◆ Data extracted from a collection
——————————

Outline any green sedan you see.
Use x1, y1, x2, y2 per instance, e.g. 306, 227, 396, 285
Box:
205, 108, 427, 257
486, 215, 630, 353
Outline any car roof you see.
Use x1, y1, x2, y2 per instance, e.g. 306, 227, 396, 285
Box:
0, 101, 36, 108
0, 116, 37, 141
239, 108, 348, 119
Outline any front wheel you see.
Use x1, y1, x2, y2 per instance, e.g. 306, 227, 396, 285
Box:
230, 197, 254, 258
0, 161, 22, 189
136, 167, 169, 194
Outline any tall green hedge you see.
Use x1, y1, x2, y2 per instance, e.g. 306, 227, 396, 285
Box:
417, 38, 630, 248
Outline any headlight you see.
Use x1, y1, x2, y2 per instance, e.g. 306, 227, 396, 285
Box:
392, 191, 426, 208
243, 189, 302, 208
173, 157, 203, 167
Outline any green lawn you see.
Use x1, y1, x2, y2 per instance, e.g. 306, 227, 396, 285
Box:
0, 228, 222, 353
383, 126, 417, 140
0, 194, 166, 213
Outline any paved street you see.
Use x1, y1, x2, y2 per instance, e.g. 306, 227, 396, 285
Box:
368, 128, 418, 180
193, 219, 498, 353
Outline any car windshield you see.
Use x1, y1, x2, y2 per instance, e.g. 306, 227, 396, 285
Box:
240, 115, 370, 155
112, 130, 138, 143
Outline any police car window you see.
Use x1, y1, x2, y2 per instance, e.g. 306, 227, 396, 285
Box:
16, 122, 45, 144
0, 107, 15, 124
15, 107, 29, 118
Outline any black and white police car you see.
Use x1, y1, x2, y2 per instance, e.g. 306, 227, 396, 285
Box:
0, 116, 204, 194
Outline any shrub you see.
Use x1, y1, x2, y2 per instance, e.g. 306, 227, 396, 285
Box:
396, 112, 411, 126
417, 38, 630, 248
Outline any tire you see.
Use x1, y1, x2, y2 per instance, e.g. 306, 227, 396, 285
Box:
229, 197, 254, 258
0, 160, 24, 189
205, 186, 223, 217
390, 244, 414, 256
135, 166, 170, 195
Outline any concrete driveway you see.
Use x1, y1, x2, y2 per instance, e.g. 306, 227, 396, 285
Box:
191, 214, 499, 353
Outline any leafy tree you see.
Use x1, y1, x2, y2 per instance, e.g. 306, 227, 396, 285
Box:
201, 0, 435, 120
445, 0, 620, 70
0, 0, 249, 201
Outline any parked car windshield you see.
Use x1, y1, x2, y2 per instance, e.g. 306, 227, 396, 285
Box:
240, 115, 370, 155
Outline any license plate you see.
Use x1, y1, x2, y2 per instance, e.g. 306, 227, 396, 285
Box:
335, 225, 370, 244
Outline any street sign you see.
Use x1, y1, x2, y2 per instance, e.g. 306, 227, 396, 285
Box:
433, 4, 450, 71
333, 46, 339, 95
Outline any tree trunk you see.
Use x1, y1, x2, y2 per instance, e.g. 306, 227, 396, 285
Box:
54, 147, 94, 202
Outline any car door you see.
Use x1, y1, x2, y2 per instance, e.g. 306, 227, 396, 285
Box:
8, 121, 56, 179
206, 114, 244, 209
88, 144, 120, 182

——————————

◆ Given instruction
Reproduce all of the material above word for word.

◆ Correct answer
Outline any green sedan you see.
Use x1, y1, x2, y2 per instance, e.g. 306, 227, 396, 285
Box:
205, 108, 427, 257
486, 215, 630, 353
Outline any car roof you see.
Use x1, y1, x2, y2 per instance, e.g. 306, 227, 396, 285
Box:
0, 101, 36, 108
0, 116, 37, 141
239, 108, 348, 119
Outline any front wheel you see.
Use x1, y1, x2, y2 per instance, e.g. 306, 227, 396, 285
Box:
230, 197, 254, 258
0, 161, 22, 189
136, 167, 169, 194
Outline any tall green hedge you see.
Use x1, y1, x2, y2 per instance, e.g. 306, 227, 396, 285
Box:
417, 38, 630, 248
Outline any headlight you see.
Use x1, y1, x2, y2 per instance, e.g. 306, 227, 396, 285
Box:
392, 191, 426, 208
243, 189, 302, 208
173, 157, 203, 167
Outline any green lawn you see.
Use x1, y1, x2, y2 per instance, e.g. 306, 227, 396, 285
Box:
0, 228, 222, 353
383, 126, 417, 140
0, 194, 166, 213
Outline any paved street you see.
Use x1, y1, x2, y2 per instance, e.g. 306, 227, 396, 285
Box:
368, 128, 418, 180
193, 219, 498, 353
Outline any car windshield you see.
Use x1, y1, x2, y2 per instance, e.g. 306, 227, 396, 285
Box:
240, 115, 370, 155
112, 130, 138, 143
Outline any police car window you see.
Use x1, y1, x2, y2 per instance, e.g. 306, 227, 396, 285
Box:
16, 122, 45, 144
0, 107, 15, 124
15, 107, 29, 118
Outline any black and white police car you see.
Use x1, y1, x2, y2 per instance, e.g. 306, 227, 396, 285
Box:
0, 116, 204, 194
Outline any shrub you see.
Use x1, y1, x2, y2 per instance, e.g. 306, 227, 396, 285
Box:
396, 112, 411, 126
417, 38, 630, 248
Outline any tire you see.
Use x1, y1, x2, y2 per instance, e.g. 306, 227, 396, 285
Box:
229, 197, 254, 258
0, 160, 24, 189
205, 186, 223, 217
390, 244, 414, 256
135, 166, 170, 195
Outline any concrete driveway you see.
Use x1, y1, x2, y2 per instance, e.g. 306, 227, 396, 285
Box:
191, 214, 499, 353
Outline any leafy tree you see.
Use x1, y1, x2, y2 per instance, e.g. 306, 227, 396, 285
Box:
201, 0, 435, 120
445, 0, 620, 70
0, 0, 249, 201
Outline any parked car windshield you see.
Use x1, y1, x2, y2 per instance, e.g. 306, 227, 396, 285
Box:
240, 115, 370, 155
Outline any license plate you see.
Use x1, y1, x2, y2 per instance, e.g. 306, 227, 396, 285
Box:
335, 225, 370, 244
Outline any street sign you see.
Use x1, y1, x2, y2 per instance, e.g. 306, 227, 396, 285
Box:
433, 4, 450, 71
333, 46, 339, 95
Outline any tree trunk you see.
Use x1, y1, x2, y2 per instance, e.g. 306, 227, 396, 285
Box:
54, 147, 94, 202
Outline any car door you see.
Use x1, y1, x2, y2 per instance, e.g. 306, 227, 396, 285
Box:
8, 121, 56, 179
206, 114, 244, 209
88, 144, 120, 182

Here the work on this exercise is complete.